Reproduce the following records line for line, without changing a single character.

Collected data:
Begin
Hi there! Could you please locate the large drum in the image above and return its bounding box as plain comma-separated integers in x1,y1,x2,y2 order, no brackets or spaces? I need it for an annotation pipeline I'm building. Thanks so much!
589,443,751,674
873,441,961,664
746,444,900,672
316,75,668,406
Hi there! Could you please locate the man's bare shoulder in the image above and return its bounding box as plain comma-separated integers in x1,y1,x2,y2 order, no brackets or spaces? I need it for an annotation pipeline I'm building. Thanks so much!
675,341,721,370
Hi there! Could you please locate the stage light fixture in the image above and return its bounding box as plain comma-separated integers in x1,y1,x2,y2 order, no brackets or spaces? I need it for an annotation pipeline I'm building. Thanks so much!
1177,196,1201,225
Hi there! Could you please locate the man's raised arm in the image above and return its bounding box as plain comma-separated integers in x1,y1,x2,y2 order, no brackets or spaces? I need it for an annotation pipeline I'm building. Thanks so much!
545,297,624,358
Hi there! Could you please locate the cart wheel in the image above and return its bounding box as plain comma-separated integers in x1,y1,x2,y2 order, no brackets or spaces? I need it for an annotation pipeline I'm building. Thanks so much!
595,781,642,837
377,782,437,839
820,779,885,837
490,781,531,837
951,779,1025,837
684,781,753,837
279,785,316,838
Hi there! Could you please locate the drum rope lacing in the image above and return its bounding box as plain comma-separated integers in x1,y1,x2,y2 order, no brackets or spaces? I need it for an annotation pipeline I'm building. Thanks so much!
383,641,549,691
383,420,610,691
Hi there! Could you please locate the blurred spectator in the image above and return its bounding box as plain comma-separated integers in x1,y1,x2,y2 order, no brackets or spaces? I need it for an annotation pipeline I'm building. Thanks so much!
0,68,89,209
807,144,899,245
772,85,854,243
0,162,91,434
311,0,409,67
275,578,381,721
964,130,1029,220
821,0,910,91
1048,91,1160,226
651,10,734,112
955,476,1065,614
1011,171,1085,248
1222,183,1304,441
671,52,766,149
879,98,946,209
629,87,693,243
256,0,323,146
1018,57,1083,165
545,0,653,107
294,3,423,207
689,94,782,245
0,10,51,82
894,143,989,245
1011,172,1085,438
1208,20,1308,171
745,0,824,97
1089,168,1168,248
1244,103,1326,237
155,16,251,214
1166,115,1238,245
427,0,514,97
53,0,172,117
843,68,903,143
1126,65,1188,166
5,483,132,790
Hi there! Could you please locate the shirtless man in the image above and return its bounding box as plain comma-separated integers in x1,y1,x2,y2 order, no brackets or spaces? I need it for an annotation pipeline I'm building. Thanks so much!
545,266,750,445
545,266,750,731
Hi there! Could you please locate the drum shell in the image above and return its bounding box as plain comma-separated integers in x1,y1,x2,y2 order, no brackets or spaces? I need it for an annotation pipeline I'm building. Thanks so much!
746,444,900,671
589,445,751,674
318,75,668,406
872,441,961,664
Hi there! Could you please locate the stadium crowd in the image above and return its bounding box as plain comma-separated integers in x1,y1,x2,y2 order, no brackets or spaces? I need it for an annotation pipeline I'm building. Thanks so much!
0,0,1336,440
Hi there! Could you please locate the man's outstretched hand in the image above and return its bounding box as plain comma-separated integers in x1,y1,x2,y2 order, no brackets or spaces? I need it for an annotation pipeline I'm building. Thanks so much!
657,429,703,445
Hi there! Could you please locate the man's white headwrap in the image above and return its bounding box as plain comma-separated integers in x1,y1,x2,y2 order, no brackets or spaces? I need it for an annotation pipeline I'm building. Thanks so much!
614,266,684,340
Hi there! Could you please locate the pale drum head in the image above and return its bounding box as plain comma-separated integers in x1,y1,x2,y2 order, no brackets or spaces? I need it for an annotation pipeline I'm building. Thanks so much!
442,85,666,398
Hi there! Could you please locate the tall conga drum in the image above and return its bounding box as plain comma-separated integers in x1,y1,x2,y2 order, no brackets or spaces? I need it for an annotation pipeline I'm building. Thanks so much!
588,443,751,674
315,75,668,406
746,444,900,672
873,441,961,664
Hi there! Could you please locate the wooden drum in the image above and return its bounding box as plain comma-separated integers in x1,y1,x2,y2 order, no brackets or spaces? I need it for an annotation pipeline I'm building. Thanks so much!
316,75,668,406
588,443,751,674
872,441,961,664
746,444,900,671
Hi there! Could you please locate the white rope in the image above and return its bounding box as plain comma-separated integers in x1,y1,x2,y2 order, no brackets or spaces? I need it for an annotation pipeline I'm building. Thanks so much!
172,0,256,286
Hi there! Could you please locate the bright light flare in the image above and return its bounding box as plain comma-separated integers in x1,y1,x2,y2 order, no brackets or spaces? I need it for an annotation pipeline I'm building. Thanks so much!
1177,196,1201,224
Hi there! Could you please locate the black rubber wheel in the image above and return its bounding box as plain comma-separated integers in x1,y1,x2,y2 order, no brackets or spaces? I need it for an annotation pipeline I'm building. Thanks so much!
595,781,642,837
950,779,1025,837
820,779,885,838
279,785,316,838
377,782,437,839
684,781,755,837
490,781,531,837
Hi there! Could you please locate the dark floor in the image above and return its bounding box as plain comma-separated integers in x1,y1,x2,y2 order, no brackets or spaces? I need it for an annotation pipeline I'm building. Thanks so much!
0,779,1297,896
End
● TASK OUTPUT:
Hi there! Could you please locate the large drum in the image above and return its bounding box as plain comma-separated integers in x1,y1,x2,y2 order, no brackets or spaces? I need it for an annotation pipeline I'm building. Thanks so much!
589,443,751,674
873,441,961,664
746,444,900,672
316,75,668,406
Hi there! Could you please locate the man's bare shoulder in the image above and return its bounding box as plain comma-separated integers in x1,y1,x2,y2 order, no brackets or spaces? I need it for an annotation pipeline I'm building. Thanks so much!
675,341,721,370
Hi there! Could you please locate the stage light fixture in the image above and return its bounding box as plain comma-separated integers in x1,y1,x2,y2 order, no brackets or spaces? I need it for an annotation pipeline I'm building. Thanks so much!
1177,196,1201,225
Hi there! Could you please locate the man's raised arm in the image above and return its bounding box as plain comma-separated integers in x1,y1,x2,y2 order, no brackets or spaces? I need it for an annotation pipeline I'm building. Thanks so much!
545,297,624,358
Hi there! Could you please locate the cart wheel in the image above and return its bounding box as plain comma-separated integers in x1,y1,x2,y2 order, no brackets or spaces? I need it for an annotation pipeline I'm building. Thanks so much!
595,781,642,837
377,782,437,839
820,779,885,837
490,781,531,837
951,779,1025,837
684,781,753,837
279,785,316,838
Hi there! Could you please locate the drum rope lacing in the image above and return its bounding box as plain comma-separated integers in x1,y1,x2,y2 order, no brackets or spaces? I need it for an annotation pipeline I'm building. Thanks so much!
383,641,549,691
383,420,610,691
Hi there! Could you please locate the blurred spectator in the image above and return its bounding box as plain comma-separated integers in x1,y1,x2,y2 order, no brackets or spaces? I need it for an annotation pipeline I'm building. Thanks so much!
0,68,89,209
807,144,899,245
772,85,854,243
0,162,91,434
311,0,409,67
275,578,381,721
964,130,1029,220
821,0,910,91
1048,91,1160,226
651,10,734,112
955,476,1065,614
1011,171,1085,248
1222,183,1304,441
671,52,766,149
879,98,946,209
629,87,693,243
256,0,323,146
1018,57,1083,165
545,0,653,107
294,3,423,207
689,94,782,245
0,10,51,82
894,143,989,245
1011,172,1085,438
1208,20,1308,171
745,0,824,97
1089,168,1168,248
1244,103,1326,237
155,16,251,214
1166,115,1238,245
427,0,514,97
53,0,172,117
843,68,903,143
1126,65,1188,166
5,483,132,790
Hi there! Could you please locate the shirtless man in the image above and return its bounding box as plain comma-separated integers in x1,y1,x2,y2 order, no brackets or spaces? I need it for an annotation pipeline I'm building. Thanks so much!
545,266,750,445
545,266,750,731
Hi there! Could you please locate the drum shell in the image above and return its bounding box as plain comma-separated integers in x1,y1,x2,y2 order, no brackets or spaces? I need it for an annotation pipeline I'm building. Thanks so much!
746,444,900,671
589,445,751,674
318,75,668,406
872,441,961,664
Hi there! Could you please locate the stadium crowd in the image above and return its bounding box as plain comma-separated integers in x1,y1,x2,y2 order, no brackets or spaces? I need it for an annotation pipeline I'm building. Thanks so much!
0,0,1336,440
Hi there! Could you please locate the man's outstretched hand in the image above and return its bounding box as plain comma-separated integers in x1,y1,x2,y2 order, no brackets or spaces? I need it for an annotation pipeline I'm building. Thanks so much!
657,429,703,445
Hi there! Could you please locate the man's white headwrap in the image above and return its bounding box as plain comma-separated integers in x1,y1,x2,y2 order, no brackets or spaces? I need it for an annotation pipeline I'm building. Thanks so much!
614,266,684,340
Hi there! Could you please locate the pale drum head in the image above and return its bounding box as plain comma-separated integers in x1,y1,x2,y2 order, no brackets or spaces? I need it for an annotation pipeline I'm building. Thanks so much!
442,85,666,398
Hi there! Could you please locate the tall conga drum in the image above and return its bounding box as plain comma-separated integers in x1,y1,x2,y2 order, no brackets or spaces? I need it for an annotation pipeline I'm building. Thanks so much!
588,443,751,674
315,75,668,406
746,444,900,672
873,441,961,664
Hi there! Could you please locate the wooden drum in the image above and return its bounding box as plain comma-separated integers in x1,y1,x2,y2 order, no brackets or spaces? I need it for an annotation pipeline I'm building. Thanks so much!
316,75,668,406
588,443,751,674
872,441,961,664
746,444,900,671
Hi there! Could you please locate the white rope in the image above and return its bounding box as plain comma-separated integers in x1,y1,x2,y2 order, no brackets or spaces? I need it for an annotation pipeline I'm building. Thanks so much!
172,0,256,286
Hi there! Could you please locate the bright light flare in the image above and return its bounding box as plain comma-separated integers in x1,y1,x2,y2 order, no brackets or spaces? I need it for an annotation pipeline I'm building. Thanks so much!
1177,196,1201,224
Hi there! Could you please locate the black rubber wheel in the image above and return its bounding box as plain comma-separated integers in x1,y1,x2,y2 order, no brackets or spaces? I need it for an annotation pipeline I'm building. Thanks so much!
595,781,642,837
950,779,1025,837
820,779,885,838
279,785,316,838
377,782,437,839
684,781,755,837
490,781,531,837
Hi there! Could you please locate the dark floor in the image above and return its bounding box as plain comma-separated integers in x1,y1,x2,y2 order, no brackets or spaces? I need it for an annotation pipeline I'm building. Thanks so much!
0,779,1297,896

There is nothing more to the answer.